Source records:
--------

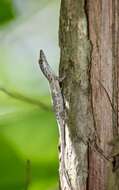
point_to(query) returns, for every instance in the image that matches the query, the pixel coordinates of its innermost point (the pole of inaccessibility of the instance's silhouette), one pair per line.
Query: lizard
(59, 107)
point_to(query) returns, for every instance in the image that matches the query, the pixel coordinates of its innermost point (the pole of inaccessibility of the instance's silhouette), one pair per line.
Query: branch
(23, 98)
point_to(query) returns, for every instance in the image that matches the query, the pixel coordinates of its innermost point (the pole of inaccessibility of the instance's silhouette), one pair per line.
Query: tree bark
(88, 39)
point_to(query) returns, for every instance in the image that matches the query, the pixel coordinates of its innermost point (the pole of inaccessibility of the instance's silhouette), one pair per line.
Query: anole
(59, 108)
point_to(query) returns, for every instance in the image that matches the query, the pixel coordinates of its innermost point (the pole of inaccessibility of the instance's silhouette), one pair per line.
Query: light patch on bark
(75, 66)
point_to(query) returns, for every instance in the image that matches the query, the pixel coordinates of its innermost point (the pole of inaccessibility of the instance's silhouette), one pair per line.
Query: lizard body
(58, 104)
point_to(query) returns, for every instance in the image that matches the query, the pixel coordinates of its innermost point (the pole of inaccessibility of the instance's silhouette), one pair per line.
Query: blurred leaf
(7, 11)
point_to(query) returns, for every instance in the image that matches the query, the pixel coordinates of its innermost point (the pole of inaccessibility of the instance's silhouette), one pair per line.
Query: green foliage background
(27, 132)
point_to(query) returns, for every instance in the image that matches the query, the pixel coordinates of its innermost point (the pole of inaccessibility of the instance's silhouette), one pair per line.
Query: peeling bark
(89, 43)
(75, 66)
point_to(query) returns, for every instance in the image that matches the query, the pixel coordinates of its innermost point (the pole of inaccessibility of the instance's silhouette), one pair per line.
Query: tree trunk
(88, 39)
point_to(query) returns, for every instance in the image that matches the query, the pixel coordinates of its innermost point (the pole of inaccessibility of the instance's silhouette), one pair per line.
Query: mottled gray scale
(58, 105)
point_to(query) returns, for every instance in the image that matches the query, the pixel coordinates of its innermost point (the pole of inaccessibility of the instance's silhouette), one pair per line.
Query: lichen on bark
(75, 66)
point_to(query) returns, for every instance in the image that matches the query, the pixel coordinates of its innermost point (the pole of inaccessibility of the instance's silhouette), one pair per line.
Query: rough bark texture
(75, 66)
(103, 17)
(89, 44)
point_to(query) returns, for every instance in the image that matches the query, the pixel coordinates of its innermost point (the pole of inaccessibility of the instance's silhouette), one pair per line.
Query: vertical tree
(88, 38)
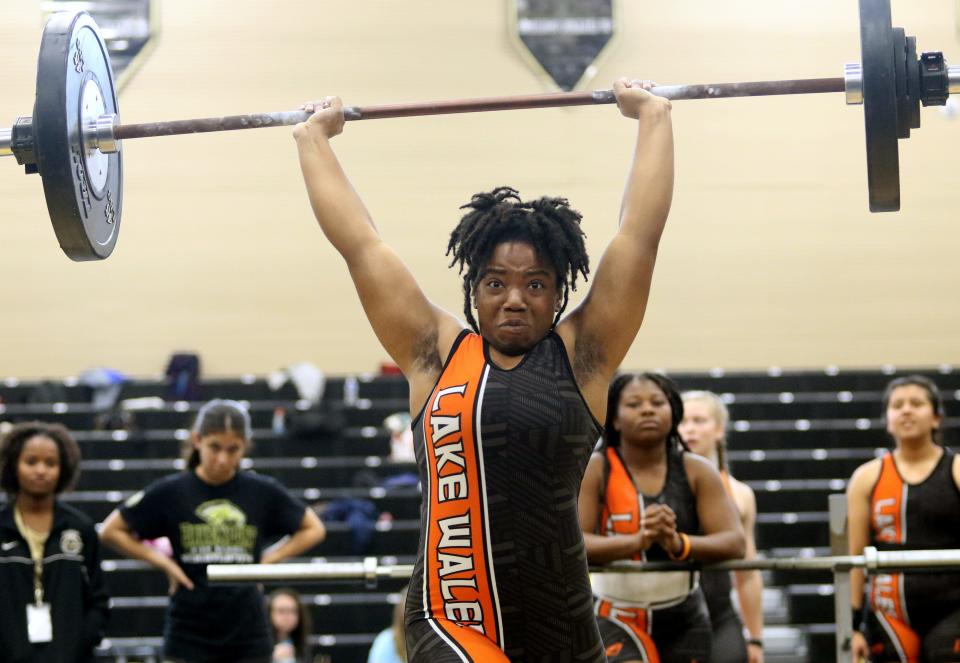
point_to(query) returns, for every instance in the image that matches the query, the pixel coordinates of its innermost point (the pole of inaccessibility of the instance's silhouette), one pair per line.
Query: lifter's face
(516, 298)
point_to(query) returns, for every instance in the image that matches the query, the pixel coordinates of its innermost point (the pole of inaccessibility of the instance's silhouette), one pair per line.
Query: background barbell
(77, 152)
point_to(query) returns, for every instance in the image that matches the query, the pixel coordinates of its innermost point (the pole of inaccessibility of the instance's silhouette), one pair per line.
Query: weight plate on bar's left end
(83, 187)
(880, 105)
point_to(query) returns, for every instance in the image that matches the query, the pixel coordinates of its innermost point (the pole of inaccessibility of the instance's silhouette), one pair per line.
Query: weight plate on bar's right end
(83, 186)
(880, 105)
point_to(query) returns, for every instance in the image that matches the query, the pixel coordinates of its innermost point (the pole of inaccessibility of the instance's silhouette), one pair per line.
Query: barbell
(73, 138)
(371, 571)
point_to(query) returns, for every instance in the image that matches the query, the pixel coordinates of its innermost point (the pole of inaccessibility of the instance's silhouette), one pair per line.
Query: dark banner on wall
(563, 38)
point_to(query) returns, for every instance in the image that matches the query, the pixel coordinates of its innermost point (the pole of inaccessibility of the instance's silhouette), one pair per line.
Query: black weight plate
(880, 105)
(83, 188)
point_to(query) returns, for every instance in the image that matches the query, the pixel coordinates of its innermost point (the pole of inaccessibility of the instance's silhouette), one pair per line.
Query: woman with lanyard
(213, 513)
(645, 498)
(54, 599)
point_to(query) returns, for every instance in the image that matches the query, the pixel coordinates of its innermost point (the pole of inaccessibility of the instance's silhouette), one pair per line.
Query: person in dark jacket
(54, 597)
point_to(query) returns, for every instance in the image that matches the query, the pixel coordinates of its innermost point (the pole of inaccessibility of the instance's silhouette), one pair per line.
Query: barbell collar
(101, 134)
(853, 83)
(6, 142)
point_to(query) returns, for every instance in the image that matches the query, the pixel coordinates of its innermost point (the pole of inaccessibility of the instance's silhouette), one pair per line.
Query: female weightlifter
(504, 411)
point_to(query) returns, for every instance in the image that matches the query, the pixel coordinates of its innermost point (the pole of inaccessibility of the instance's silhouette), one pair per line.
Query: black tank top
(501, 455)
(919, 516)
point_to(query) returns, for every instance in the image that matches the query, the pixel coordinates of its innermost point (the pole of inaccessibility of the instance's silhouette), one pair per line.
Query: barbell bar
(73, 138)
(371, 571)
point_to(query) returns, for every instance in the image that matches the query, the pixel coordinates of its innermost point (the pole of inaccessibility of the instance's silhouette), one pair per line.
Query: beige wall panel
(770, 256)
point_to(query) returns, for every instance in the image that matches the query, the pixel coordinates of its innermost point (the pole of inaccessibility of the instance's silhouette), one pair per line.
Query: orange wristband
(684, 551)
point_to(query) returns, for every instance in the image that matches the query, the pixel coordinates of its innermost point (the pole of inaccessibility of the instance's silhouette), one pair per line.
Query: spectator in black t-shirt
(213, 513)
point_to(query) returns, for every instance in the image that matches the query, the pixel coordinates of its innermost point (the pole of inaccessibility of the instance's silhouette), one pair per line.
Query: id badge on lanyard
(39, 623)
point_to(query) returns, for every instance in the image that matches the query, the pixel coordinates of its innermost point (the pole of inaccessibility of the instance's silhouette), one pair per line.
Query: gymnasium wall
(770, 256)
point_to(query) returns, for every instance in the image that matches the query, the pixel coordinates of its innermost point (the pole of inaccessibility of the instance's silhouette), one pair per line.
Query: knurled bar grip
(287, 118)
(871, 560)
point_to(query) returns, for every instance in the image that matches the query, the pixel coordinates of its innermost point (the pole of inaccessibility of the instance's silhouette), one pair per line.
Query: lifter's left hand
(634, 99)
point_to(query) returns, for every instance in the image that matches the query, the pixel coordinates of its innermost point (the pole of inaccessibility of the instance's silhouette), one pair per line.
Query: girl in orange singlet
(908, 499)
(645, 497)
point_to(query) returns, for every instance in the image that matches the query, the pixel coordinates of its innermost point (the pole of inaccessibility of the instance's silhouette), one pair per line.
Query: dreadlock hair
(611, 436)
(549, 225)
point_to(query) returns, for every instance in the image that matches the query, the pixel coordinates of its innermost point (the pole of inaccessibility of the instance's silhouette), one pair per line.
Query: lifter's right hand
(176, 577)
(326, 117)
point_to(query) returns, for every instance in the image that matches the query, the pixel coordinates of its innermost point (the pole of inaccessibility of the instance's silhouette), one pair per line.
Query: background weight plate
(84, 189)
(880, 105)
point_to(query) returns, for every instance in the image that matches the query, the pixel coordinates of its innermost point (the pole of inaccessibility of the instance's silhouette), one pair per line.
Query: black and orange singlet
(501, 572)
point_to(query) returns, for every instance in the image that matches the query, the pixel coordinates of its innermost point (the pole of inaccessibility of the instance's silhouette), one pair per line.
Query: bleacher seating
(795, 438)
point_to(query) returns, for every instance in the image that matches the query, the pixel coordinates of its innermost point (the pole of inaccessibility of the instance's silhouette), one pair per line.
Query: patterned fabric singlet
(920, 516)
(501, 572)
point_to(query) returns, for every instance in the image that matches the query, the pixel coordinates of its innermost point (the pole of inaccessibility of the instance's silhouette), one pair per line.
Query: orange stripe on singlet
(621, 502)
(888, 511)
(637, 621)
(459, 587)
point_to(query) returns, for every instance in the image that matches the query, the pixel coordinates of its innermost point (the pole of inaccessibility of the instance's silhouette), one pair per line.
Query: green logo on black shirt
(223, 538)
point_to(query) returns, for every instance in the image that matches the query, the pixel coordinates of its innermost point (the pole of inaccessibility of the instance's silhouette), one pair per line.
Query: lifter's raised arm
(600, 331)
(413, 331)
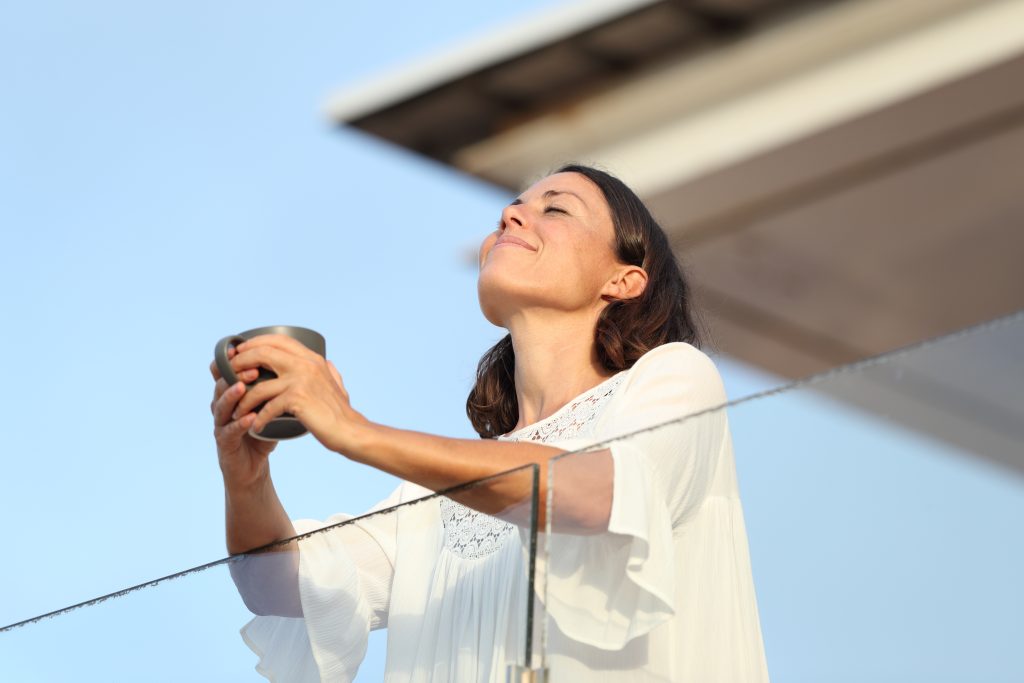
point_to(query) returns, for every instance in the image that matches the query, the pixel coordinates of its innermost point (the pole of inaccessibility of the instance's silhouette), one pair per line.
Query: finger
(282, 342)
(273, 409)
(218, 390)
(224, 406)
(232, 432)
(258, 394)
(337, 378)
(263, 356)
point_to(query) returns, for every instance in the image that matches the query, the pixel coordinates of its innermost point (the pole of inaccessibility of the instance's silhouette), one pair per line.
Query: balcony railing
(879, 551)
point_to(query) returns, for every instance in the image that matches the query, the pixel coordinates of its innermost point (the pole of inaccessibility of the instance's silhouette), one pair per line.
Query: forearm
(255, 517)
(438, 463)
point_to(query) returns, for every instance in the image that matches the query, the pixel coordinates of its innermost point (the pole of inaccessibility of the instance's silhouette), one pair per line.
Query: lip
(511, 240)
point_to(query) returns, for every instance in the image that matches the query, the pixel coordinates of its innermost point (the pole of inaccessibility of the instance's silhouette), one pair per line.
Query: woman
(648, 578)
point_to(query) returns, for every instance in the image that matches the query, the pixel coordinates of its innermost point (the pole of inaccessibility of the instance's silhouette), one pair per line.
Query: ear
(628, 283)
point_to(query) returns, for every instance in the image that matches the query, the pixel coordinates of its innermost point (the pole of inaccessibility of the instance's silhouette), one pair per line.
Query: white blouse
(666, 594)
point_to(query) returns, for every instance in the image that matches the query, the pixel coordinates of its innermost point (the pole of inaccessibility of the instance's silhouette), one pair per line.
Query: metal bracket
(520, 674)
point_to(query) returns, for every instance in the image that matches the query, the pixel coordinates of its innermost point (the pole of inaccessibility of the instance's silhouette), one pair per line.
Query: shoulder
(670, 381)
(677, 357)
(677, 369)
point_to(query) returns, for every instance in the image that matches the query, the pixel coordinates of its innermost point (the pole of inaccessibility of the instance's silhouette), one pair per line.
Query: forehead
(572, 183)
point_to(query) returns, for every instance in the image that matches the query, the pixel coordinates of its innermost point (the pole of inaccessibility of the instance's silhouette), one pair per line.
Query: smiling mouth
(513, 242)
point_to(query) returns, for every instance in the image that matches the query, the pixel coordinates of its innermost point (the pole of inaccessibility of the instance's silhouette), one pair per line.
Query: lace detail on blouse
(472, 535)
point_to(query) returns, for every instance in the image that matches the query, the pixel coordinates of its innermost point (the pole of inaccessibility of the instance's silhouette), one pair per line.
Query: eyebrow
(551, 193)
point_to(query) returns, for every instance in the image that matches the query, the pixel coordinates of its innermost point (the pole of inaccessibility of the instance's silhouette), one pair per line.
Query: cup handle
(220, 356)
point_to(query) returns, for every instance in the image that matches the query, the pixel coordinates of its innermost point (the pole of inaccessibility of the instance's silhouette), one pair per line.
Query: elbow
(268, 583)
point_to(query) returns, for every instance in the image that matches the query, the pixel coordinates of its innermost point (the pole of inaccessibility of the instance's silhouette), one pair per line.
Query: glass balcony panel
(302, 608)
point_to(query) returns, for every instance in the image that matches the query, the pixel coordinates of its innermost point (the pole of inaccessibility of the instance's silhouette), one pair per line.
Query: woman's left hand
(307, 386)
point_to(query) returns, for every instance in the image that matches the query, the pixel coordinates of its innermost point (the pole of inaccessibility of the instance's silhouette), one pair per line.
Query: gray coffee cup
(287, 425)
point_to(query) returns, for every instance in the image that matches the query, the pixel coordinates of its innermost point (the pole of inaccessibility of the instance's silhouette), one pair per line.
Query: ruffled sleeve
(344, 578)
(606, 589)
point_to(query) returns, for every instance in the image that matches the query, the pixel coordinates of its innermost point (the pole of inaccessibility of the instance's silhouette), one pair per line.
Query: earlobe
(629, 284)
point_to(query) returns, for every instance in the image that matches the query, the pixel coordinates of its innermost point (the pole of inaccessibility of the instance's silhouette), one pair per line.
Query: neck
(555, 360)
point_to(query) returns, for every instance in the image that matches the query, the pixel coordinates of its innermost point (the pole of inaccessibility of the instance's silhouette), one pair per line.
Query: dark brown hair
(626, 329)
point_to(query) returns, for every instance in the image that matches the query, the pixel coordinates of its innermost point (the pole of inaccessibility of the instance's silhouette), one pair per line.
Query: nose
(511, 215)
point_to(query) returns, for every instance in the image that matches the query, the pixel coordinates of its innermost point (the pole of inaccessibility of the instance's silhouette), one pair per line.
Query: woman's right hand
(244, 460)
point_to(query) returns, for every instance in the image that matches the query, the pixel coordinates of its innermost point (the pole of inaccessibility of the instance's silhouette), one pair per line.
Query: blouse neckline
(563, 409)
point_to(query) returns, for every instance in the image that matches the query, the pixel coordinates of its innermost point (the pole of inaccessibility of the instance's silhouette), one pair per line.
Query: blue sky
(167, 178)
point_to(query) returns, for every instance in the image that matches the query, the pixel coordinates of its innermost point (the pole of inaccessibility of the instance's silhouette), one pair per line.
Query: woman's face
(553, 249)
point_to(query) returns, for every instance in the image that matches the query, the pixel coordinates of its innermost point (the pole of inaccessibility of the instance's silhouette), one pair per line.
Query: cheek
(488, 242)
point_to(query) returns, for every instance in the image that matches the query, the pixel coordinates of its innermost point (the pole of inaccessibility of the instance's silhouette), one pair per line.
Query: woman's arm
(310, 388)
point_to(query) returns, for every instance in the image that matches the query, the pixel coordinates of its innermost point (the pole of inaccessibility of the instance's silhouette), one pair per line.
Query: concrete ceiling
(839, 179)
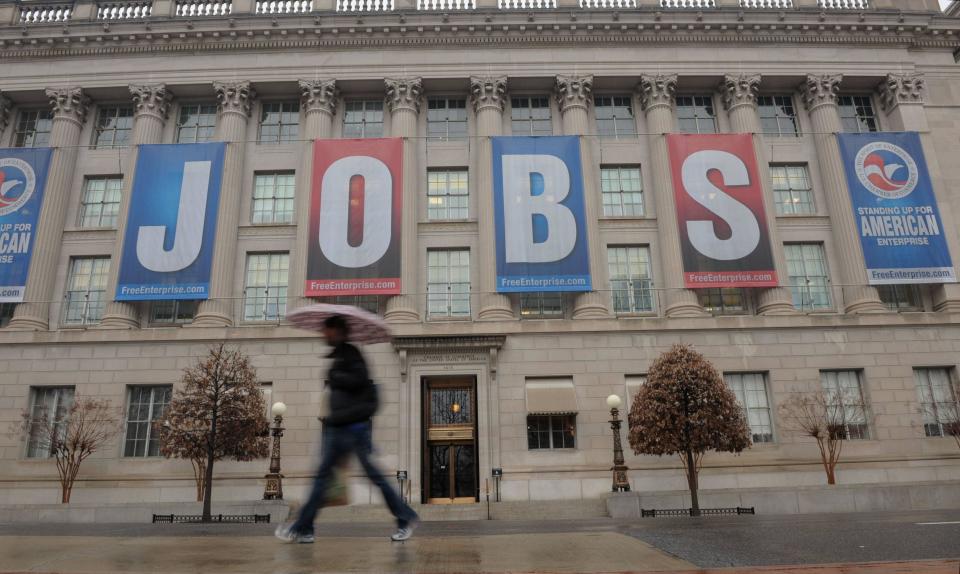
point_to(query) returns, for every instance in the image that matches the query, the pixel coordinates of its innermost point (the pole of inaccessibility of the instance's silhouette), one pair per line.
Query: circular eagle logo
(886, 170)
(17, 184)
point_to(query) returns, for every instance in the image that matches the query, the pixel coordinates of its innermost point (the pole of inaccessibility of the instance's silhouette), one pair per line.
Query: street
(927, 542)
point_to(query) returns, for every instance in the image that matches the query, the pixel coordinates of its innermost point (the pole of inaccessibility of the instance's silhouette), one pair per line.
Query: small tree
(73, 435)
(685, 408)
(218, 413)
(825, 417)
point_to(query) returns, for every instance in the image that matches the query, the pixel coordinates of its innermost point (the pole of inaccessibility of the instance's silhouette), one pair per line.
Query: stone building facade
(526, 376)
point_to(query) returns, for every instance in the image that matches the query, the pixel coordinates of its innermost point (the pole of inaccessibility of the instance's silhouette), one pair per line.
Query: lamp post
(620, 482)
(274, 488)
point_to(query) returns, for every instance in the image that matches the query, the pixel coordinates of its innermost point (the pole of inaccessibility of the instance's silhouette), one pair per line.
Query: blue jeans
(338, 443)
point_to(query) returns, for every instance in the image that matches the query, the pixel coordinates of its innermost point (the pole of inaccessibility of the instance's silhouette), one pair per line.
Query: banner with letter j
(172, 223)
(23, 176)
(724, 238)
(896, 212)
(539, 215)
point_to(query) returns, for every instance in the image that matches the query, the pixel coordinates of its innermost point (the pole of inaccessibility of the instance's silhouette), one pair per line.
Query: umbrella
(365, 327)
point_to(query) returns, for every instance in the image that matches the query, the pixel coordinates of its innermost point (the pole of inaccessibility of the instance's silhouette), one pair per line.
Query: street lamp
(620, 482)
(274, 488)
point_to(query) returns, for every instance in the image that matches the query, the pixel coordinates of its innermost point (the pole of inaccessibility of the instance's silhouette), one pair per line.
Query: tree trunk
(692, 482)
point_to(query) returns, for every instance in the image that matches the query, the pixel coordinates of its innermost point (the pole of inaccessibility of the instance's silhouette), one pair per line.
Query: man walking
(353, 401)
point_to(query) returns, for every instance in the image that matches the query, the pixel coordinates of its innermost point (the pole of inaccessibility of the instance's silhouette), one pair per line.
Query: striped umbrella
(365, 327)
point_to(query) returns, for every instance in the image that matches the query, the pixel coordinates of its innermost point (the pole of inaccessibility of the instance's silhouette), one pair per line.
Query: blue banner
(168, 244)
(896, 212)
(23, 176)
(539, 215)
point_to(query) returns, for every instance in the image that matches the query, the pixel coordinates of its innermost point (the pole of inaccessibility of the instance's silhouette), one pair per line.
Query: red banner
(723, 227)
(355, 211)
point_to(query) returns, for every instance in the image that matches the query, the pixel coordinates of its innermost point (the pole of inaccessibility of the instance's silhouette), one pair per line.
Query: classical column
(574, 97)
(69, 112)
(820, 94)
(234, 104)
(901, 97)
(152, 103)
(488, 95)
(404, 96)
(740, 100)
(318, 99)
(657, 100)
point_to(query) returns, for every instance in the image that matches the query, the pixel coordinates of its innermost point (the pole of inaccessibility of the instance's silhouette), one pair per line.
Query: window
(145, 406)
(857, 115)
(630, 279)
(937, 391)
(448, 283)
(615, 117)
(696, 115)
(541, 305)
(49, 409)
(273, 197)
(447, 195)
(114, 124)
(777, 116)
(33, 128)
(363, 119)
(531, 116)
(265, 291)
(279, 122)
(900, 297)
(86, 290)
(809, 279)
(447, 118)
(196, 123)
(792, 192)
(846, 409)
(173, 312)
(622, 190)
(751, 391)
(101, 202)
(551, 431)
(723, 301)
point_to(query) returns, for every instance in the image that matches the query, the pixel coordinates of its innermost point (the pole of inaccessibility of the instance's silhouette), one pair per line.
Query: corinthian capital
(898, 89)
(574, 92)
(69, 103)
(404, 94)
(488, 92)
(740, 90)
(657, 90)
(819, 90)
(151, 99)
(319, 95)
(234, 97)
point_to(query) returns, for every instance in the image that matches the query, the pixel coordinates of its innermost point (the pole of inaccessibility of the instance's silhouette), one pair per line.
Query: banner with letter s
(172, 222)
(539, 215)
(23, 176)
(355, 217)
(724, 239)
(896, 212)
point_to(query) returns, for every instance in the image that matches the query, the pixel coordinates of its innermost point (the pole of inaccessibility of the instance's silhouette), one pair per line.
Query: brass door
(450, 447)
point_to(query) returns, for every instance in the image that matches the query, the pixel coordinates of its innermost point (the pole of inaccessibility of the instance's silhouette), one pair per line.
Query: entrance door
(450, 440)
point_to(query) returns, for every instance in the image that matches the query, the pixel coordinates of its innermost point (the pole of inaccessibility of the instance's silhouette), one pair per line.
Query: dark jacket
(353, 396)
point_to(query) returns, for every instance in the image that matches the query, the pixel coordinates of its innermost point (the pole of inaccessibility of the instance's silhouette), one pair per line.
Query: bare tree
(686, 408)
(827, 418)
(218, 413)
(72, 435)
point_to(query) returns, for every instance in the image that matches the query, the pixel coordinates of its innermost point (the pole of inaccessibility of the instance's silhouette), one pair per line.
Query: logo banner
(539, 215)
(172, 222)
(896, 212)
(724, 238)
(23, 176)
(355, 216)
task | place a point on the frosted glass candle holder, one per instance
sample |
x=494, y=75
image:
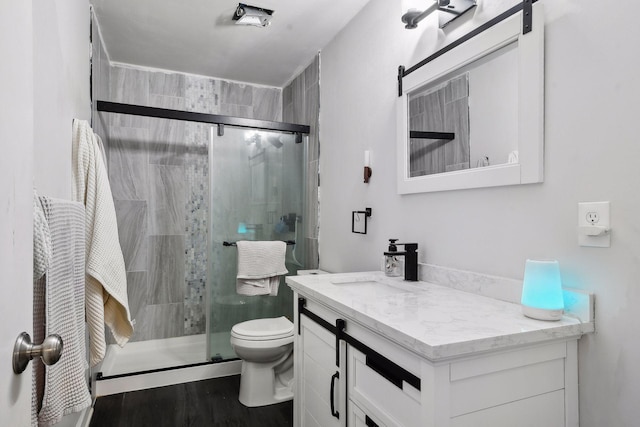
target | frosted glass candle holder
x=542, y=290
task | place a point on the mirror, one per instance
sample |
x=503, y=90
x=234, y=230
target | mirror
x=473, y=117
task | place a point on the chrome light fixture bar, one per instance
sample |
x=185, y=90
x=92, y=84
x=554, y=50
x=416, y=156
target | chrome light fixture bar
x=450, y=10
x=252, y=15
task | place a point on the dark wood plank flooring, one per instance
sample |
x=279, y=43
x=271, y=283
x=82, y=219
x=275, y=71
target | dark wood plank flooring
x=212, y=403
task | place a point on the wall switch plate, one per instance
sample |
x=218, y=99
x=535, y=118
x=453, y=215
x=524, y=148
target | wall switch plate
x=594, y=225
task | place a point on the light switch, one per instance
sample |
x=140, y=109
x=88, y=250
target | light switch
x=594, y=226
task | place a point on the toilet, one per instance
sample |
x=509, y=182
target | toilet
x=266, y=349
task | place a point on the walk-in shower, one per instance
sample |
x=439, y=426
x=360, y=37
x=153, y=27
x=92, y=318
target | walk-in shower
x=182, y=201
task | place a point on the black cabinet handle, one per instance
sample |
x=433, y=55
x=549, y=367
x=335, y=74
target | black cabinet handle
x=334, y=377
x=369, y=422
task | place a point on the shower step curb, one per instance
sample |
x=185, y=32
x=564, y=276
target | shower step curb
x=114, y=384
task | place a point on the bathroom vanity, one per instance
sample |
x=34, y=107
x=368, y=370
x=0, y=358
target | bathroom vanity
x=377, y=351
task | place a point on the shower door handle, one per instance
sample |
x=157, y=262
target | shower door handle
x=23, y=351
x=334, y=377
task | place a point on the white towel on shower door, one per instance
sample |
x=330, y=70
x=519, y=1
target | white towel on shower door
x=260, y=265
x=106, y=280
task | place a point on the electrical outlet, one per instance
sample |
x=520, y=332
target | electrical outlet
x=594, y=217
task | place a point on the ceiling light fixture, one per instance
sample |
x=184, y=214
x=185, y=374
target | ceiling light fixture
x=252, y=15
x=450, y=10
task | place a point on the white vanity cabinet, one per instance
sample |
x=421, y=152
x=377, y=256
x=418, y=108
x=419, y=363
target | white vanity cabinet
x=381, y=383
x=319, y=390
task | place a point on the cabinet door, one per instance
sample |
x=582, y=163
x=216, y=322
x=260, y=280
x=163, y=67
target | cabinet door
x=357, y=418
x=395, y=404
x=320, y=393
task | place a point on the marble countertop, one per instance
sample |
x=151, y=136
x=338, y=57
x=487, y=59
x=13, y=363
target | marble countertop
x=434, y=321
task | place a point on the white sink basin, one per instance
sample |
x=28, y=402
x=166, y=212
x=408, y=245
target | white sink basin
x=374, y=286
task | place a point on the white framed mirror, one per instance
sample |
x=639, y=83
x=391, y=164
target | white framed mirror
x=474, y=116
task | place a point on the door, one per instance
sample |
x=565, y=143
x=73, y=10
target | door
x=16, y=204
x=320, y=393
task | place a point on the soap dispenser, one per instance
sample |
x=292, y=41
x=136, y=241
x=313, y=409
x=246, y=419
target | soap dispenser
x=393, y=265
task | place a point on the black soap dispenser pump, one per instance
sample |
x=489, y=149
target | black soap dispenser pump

--------

* Exercise requirements
Return exactly the lines from the one containing "task | place a point on the white towel" to the last line of the data, and nothing more.

* Task response
task | place a point on the white towel on shower door, one per instance
sample |
x=330, y=70
x=519, y=1
target | white towel on shower door
x=260, y=265
x=106, y=280
task | place a point on the electrical outlet, one per instance
sample |
x=520, y=332
target | electrical outlet
x=594, y=217
task | place a point on the ceiling light fixture, one per instance
sample |
x=184, y=214
x=185, y=374
target | ceiling light fixture
x=252, y=15
x=450, y=10
task | place a point on the white vanity cabinet, one per instance
sample |
x=421, y=152
x=377, y=256
x=418, y=108
x=419, y=363
target | white vanity cabinet
x=381, y=383
x=319, y=390
task | place a point on the cabinet door, one per instance
sample |
x=582, y=163
x=216, y=322
x=260, y=280
x=163, y=67
target | cabinet door
x=357, y=418
x=395, y=404
x=320, y=393
task | place a point on the marble countertop, one per instance
sample |
x=151, y=136
x=338, y=57
x=487, y=59
x=13, y=363
target | marble countertop
x=434, y=321
task | place a point on the white sink basin, one per instance
sample |
x=28, y=402
x=166, y=212
x=408, y=245
target | white sink basin
x=374, y=286
task | place a point on the white framed mirror, one per instance
sample |
x=639, y=83
x=391, y=164
target | white framed mirror
x=474, y=116
task | place a point on the door, one per instance
sample |
x=565, y=143
x=73, y=10
target | door
x=16, y=204
x=320, y=393
task | place a point on the soap dispenser, one per instance
sample |
x=292, y=41
x=136, y=241
x=313, y=409
x=246, y=419
target | soap dispenser
x=393, y=265
task | place a point on the black soap dispenser pump, one per instance
sample |
x=489, y=149
target | black soap dispenser pump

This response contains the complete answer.